··· ESTRATTO DEL BLOG ···

Dedico questo blog a mia madre, meravigliosa farfalla dalle ali scure e dal cuore buio, totalmente priva del senso del volo e dell'orientamento e, per questo, paurosa del cielo aperto. Nevrotica. Elusiva. Inafferrabile.

sabato 24 maggio 2014

Racconta la mia storia


Rendimi protagonista di una storia che valga la pena di tutti i suoi probabili patimenti.

UN ATTO D'AMORE COMPENSATIVO

Racconta la mia storia, m'ha sussurrato Rebecca, infilandosi nel letto accanto a me.
Mi ha abbracciato, la sua guancia contro la mia, tremava, nonostante la nottata fosse tiepida.
Per la prima volta l'ho percepita davvero giovane ed indifesa: un'adolescente in lotta contro un mondo adulto, truffaldino ed ingiusto.

··· MATERIALE ···

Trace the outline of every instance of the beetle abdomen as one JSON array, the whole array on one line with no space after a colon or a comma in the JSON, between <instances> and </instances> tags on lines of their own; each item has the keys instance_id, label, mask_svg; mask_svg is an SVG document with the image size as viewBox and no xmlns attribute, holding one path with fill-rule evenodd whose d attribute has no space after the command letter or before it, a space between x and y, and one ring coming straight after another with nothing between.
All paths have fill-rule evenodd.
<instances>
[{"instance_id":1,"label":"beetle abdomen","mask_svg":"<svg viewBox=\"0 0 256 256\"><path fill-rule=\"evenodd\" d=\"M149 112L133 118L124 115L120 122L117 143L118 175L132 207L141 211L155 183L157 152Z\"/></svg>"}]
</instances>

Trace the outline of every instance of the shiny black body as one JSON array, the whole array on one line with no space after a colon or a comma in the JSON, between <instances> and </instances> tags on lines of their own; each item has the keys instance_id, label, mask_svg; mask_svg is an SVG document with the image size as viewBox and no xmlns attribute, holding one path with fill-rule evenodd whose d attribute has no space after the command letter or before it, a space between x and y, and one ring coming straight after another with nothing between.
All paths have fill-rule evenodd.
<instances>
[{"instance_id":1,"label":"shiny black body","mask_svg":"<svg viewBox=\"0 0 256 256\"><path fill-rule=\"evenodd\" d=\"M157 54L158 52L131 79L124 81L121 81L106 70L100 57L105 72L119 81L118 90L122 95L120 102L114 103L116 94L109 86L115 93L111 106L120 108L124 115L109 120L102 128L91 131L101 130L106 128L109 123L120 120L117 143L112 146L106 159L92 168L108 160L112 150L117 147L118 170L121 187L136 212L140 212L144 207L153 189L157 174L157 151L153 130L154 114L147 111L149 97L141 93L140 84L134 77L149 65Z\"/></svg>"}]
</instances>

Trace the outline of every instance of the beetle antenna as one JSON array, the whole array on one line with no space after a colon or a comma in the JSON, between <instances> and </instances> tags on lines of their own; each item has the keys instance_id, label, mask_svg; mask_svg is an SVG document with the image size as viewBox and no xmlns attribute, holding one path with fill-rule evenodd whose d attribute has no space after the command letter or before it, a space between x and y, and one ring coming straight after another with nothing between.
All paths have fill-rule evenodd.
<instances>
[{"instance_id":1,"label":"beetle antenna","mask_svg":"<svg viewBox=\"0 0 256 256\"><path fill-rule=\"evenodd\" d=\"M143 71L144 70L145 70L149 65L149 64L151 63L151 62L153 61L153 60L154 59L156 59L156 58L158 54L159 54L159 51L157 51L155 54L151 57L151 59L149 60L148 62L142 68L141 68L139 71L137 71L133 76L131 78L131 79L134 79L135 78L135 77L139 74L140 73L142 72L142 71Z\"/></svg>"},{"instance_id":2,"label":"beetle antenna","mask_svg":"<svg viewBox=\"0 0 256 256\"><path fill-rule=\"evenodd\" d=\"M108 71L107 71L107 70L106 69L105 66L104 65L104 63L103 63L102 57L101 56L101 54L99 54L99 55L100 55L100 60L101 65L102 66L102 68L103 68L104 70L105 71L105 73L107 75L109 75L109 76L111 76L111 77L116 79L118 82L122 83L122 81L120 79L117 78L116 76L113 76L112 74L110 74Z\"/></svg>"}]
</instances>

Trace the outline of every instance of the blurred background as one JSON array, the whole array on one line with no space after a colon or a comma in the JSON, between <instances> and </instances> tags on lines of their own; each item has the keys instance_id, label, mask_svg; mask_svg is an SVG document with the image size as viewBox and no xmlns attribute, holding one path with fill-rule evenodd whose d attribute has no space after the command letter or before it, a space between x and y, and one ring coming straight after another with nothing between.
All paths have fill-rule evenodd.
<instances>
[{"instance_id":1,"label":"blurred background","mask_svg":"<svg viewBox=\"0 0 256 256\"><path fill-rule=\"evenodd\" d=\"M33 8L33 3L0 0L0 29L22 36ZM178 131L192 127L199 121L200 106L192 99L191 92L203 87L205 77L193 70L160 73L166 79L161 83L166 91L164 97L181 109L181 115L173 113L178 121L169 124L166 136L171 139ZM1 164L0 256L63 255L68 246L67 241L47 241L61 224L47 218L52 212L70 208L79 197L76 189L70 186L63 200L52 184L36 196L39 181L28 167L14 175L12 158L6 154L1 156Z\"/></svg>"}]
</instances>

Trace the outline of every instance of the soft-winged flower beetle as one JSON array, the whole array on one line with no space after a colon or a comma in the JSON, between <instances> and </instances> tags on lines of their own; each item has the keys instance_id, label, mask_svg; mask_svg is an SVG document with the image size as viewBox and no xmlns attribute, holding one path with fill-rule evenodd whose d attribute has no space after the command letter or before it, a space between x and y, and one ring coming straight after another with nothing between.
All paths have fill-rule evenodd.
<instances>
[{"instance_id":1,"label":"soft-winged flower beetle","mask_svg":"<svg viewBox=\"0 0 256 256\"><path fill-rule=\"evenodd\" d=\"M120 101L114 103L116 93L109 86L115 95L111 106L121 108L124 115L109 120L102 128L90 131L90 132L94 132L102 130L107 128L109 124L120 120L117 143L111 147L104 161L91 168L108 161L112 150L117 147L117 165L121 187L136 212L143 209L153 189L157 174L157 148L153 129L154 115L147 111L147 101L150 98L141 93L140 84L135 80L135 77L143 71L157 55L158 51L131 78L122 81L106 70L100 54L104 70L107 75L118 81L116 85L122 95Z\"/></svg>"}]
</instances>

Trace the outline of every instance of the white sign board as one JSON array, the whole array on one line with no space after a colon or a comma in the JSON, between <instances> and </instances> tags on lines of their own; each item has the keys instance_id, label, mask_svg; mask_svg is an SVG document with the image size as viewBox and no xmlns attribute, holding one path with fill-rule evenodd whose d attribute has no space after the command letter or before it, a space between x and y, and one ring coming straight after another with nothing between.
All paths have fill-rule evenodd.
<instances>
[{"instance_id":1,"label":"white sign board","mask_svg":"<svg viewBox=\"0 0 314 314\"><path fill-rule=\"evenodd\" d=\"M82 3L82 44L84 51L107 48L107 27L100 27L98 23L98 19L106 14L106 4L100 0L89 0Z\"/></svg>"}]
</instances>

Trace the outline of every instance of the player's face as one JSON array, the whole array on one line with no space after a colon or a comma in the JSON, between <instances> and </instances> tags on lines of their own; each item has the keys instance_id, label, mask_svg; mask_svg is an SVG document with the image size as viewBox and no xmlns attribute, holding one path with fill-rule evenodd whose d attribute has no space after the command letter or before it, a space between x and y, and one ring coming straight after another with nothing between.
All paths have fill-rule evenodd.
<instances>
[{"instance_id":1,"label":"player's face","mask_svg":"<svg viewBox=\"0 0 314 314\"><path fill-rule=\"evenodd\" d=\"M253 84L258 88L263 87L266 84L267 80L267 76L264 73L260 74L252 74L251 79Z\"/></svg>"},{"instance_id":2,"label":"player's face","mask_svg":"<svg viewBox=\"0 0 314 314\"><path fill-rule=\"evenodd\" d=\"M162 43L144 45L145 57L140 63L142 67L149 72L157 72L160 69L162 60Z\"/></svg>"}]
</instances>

···

## [PROBLEMA BREVE 1]
Secondo l'estratto del blog, che cosa sussurra Rebecca infilandosi nel letto?
## [PROBLEMA BREVE 2]
Trascrivi l'estratto del blog dalle parole "Dedico questo blog" fino alle parole "nottata fosse tiepida.", queste incluse.
I record non hanno alcun ruolo in questo.

## [RISPOSTA CORRETTA 1]
Racconta la mia storia.

## [RISPOSTA CORRETTA 2]
Dedico questo blog a mia madre, meravigliosa farfalla dalle ali scure e dal cuore buio, totalmente priva del senso del volo e dell'orientamento e, per questo, paurosa del cielo aperto. Nevrotica. Elusiva. Inafferrabile.

sabato 24 maggio 2014

Racconta la mia storia


Rendimi protagonista di una storia che valga la pena di tutti i suoi probabili patimenti.

UN ATTO D'AMORE COMPENSATIVO

Racconta la mia storia, m'ha sussurrato Rebecca, infilandosi nel letto accanto a me.
Mi ha abbracciato, la sua guancia contro la mia, tremava, nonostante la nottata fosse tiepida.